Written task a —
Repeat the lines of the listing below exactly, starting with the line that contains "negative clicks: (236, 406) (245, 407)" and going on through the line that contains "box: [101, 26, 109, 39]".

Selected extract —
━━━━━━

Q-learning is a reinforcement learning technique that provides a model of how agents use memory to make decisions. In my implementation, the agent finds the optimal policy for a Markov decision process by transitioning to the state with the highest expected value.

AGENT

Explanation

In the visualization above, the agent (represented by the letter “A”) has the option to move North, South, East, or West from each position. From each state the agent picks the option with the highest expected value. If there are multiple options with the same highest value, it picks from these at random. Each time it moves, it updates its memory with the result of its decision and, should the agent ever find itself in the same position, the next time it will act based on the memory of what happened previously. Since there is a movement cost, the agent will be movtivated to try new paths if it doesn’t get rewarded for a move. The agent moves around the space until it reaches a goal state. After it reaches the goal (represented by the black squre), it starts again, but now with a “memory” of the events that transpired in the previous iterations. As the agent repeats the journey a path begins to emerge, and, in the visualization, the squares leading to the goal state darken as their expected values increase. The iterations stop when the agent converges on a path.

Implementation

The code is available here. I’m still in the process of refining it, but, as a next step, I would like to pull out Q-Learning into its own class instead of having it rolled up in the Agent class.

Motivation

Writing an implementation of Q-learning was suggested to me by one of my brothers as a lens to think about the way in which humans and animals might make decisions based on experience and memory.

Visualization

After completing the implementation, I thought it would be interesting to provide a visualization. Here is the code:

    def plot_path(self):
        fig = plt.figure()
        plt.clf()
        ax = fig.add_subplot(111)
        ax.set_aspect(1)
        ax.xaxis.tick_top()
        ax.annotate('A',xy=(self.state[1],self.state[0]),color='steelblue',horizontalalignment='center',verticalalignment='center')
        res = ax.imshow(self.space.grid,cmap=plt.cm.Greys,interpolation='nearest')
        s = (5 - len(str(self.step))) * '0' + str(self.step)
        plt.savefig(self.out_path + 'step' + s + '.png')

Conclusion

Q-learning illustrates how an agent might arrive at an optimal policy through trial and error.

━━━━━━

Data provided —
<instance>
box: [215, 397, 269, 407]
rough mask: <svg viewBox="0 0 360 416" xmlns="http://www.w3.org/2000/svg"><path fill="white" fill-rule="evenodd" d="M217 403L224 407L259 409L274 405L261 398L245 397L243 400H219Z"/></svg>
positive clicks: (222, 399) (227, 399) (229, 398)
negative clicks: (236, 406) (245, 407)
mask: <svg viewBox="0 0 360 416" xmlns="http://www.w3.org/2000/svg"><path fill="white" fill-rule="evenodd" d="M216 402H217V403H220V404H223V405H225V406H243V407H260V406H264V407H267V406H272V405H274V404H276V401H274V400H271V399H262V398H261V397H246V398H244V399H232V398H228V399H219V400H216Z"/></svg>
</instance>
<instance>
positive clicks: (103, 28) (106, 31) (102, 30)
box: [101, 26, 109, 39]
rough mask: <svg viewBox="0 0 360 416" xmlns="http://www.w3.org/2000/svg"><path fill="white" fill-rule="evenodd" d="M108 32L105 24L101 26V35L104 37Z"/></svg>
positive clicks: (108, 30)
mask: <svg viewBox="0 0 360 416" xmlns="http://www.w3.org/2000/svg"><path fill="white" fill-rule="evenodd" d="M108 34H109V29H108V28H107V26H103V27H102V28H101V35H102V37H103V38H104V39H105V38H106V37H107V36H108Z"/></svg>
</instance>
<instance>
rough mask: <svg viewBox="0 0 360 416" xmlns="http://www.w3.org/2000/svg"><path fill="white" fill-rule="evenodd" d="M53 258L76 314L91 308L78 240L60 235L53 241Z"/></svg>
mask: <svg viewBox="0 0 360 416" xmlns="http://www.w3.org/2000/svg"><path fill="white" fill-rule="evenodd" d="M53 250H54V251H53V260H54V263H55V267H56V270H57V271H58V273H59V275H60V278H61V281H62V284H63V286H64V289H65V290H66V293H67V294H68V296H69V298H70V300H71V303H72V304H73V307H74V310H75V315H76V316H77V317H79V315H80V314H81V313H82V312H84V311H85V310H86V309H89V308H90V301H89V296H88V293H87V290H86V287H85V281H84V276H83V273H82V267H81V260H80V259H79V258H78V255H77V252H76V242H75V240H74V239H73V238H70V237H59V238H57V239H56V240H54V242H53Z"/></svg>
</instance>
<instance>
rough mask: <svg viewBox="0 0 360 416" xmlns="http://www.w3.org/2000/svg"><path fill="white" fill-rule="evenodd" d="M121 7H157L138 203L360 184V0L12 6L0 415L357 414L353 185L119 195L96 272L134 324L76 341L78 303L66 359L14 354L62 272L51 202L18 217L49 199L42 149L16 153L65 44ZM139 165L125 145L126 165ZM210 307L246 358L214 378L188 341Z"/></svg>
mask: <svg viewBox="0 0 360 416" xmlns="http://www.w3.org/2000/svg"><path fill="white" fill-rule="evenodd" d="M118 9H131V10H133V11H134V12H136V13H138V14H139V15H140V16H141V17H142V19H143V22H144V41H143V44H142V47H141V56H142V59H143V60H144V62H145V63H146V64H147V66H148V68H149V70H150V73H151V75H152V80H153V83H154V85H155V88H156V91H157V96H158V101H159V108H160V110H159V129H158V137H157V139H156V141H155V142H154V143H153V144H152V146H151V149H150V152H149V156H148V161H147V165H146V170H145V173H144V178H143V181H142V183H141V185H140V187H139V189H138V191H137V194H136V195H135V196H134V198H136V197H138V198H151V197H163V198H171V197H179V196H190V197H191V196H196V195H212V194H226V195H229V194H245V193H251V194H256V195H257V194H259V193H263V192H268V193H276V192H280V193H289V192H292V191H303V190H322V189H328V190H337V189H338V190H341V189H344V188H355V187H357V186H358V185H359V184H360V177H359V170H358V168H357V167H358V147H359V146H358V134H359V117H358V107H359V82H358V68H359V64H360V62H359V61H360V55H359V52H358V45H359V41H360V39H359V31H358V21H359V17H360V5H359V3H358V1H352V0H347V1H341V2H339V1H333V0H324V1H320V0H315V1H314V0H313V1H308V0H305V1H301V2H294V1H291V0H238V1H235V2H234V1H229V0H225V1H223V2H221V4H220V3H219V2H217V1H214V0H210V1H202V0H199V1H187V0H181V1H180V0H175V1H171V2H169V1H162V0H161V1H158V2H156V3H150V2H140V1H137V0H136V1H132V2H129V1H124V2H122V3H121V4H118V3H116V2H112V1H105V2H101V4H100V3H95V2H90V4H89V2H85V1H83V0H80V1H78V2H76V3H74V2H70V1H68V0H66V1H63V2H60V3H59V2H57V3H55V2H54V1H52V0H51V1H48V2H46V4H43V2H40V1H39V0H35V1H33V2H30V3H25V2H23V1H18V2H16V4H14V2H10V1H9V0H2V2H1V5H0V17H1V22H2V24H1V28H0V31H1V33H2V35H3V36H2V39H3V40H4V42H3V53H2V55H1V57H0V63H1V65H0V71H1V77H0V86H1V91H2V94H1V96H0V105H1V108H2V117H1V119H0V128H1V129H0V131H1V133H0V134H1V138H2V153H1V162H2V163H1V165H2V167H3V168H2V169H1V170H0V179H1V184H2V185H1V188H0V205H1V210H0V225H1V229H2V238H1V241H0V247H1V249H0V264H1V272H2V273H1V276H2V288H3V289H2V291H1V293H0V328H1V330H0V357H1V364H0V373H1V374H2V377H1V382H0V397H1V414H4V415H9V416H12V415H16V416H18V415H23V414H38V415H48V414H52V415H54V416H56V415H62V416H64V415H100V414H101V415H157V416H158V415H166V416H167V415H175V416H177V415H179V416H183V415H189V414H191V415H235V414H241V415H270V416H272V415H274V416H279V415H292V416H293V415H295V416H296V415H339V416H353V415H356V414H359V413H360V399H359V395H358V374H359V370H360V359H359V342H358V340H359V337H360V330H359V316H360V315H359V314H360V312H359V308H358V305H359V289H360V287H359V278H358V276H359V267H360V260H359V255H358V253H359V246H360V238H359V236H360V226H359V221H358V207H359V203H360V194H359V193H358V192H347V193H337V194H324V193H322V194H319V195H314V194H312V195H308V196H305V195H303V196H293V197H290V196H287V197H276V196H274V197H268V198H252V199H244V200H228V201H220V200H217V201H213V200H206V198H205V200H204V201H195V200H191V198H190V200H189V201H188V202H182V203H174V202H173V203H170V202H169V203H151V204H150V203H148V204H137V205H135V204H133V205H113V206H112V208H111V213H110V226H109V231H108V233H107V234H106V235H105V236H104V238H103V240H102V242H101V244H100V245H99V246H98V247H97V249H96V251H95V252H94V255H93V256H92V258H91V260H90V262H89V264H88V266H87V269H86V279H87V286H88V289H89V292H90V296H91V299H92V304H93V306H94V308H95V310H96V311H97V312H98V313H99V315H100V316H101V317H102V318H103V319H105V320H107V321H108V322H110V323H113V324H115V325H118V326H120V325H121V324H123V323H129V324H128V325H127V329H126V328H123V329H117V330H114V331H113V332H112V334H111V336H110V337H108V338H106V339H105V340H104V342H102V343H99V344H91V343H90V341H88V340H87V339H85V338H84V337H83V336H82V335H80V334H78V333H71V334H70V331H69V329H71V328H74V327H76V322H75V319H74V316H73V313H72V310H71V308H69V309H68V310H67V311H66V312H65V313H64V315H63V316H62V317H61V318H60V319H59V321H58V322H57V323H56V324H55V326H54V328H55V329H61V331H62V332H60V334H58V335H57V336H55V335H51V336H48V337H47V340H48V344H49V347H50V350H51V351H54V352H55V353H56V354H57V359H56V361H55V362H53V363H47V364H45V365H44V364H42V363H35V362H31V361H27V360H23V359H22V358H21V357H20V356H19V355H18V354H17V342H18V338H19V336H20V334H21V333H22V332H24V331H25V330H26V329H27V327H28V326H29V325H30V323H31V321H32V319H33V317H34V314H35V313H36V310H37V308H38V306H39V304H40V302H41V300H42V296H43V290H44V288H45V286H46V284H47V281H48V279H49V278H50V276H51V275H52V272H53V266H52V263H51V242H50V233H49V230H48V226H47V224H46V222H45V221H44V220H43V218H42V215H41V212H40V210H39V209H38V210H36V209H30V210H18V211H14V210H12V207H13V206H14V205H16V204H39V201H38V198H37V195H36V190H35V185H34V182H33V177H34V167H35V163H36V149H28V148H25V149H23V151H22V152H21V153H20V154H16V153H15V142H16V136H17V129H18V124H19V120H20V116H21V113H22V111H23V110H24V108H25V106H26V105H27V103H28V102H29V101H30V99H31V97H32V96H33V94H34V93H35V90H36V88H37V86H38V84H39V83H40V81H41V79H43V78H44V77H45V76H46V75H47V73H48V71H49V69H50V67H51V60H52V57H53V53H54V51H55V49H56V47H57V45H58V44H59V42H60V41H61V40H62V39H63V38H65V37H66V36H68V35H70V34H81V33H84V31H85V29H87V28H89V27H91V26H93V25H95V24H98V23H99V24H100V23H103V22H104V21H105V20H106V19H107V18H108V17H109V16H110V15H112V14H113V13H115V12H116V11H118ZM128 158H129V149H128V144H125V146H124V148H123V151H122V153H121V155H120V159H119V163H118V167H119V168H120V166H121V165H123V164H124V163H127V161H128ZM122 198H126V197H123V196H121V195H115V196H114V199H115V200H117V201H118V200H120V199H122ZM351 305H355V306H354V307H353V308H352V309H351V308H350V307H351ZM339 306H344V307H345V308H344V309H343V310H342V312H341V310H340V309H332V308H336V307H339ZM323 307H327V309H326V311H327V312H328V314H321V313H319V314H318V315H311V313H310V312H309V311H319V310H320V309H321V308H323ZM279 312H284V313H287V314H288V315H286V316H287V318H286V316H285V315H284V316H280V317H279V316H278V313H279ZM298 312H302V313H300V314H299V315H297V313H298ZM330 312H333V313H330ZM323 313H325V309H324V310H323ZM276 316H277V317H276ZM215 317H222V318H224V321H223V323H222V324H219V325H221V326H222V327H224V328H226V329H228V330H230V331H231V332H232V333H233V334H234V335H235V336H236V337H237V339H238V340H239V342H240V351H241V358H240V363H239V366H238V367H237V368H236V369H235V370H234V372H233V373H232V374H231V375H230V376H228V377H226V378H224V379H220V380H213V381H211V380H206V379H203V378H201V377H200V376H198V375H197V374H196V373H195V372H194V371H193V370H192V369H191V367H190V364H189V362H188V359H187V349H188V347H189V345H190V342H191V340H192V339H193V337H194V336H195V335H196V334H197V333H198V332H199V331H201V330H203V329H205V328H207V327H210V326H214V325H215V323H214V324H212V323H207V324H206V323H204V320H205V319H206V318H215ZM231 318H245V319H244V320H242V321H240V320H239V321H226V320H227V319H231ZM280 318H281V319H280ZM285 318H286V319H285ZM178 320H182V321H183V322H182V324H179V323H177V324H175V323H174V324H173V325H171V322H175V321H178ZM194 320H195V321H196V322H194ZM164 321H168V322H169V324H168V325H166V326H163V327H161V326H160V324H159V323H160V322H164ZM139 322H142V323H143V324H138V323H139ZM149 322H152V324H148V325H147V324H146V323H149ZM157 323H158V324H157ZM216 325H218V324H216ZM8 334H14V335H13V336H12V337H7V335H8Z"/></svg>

━━━━━━

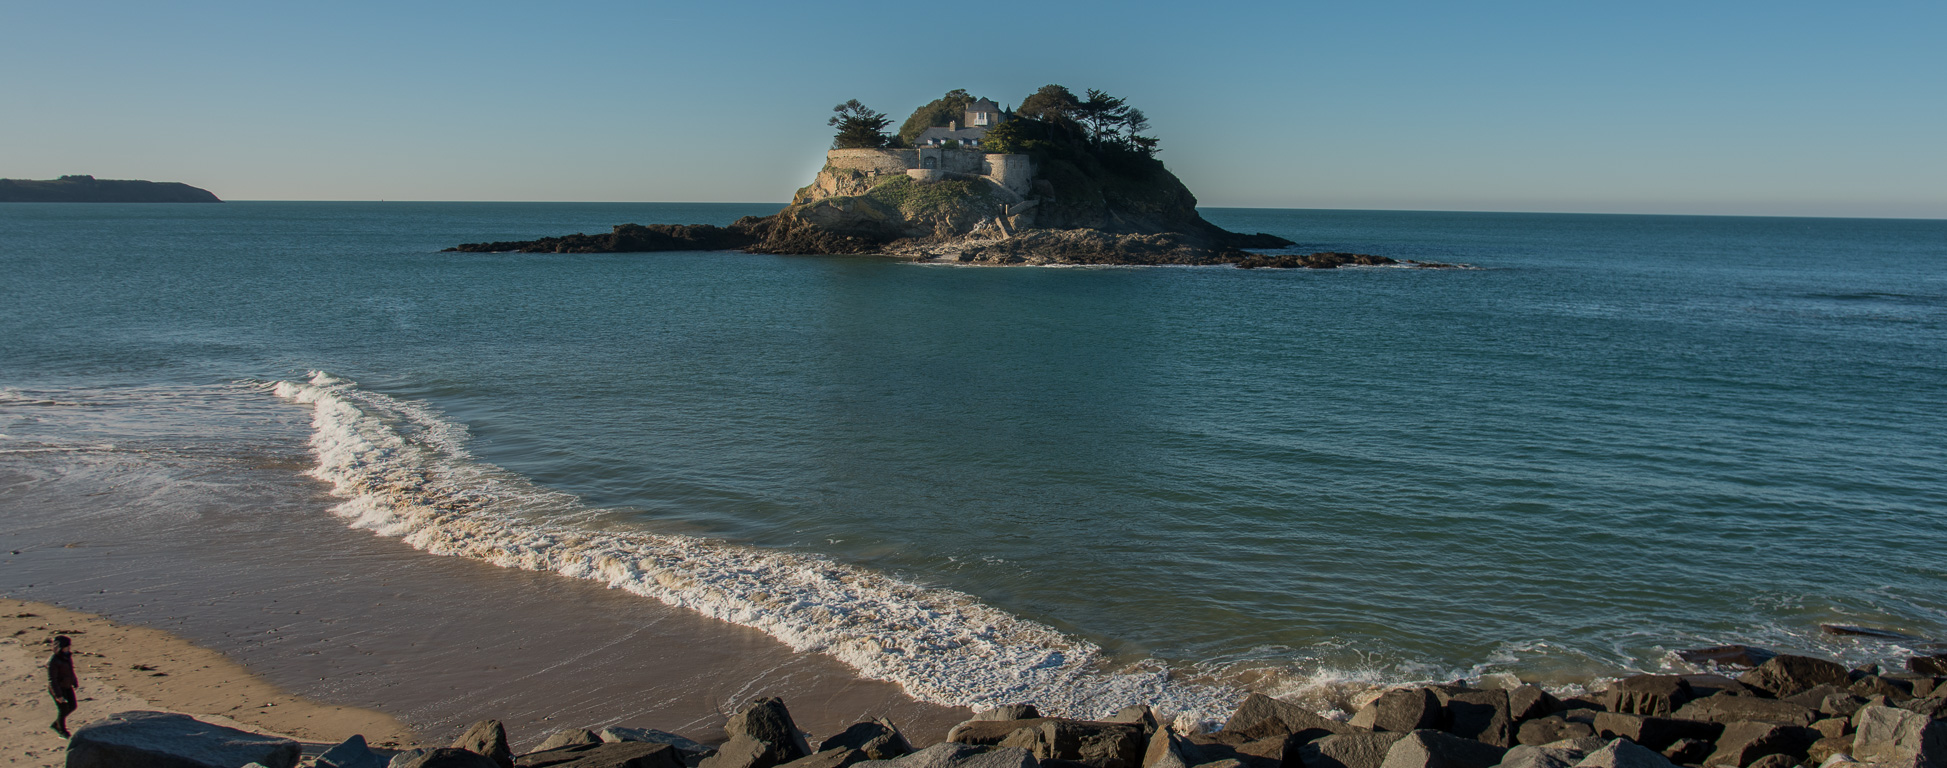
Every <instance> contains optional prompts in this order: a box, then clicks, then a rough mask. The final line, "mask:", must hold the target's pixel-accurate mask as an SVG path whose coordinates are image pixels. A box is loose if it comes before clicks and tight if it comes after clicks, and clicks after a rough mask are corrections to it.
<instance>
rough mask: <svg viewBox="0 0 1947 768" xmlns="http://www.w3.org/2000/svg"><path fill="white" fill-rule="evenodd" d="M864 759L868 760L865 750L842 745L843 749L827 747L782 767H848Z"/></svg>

━━━━━━

Written task b —
Print the passage of the Q-learning text exactly, starting with "ax.set_aspect(1)" and going on through "plt.savefig(self.out_path + 'step' + s + '.png')".

Result a —
negative clicks: (236, 406) (245, 407)
mask: <svg viewBox="0 0 360 416" xmlns="http://www.w3.org/2000/svg"><path fill="white" fill-rule="evenodd" d="M216 402H217V403H220V404H223V405H225V406H243V407H260V406H264V407H267V406H272V405H274V404H276V401H274V400H271V399H262V398H261V397H246V398H244V399H232V398H228V399H219V400H216Z"/></svg>
</instance>
<instance>
positive clicks: (103, 28) (106, 31) (102, 30)
box: [101, 26, 109, 39]

Result b —
ax.set_aspect(1)
        ax.xaxis.tick_top()
        ax.annotate('A',xy=(self.state[1],self.state[0]),color='steelblue',horizontalalignment='center',verticalalignment='center')
        res = ax.imshow(self.space.grid,cmap=plt.cm.Greys,interpolation='nearest')
        s = (5 - len(str(self.step))) * '0' + str(self.step)
        plt.savefig(self.out_path + 'step' + s + '.png')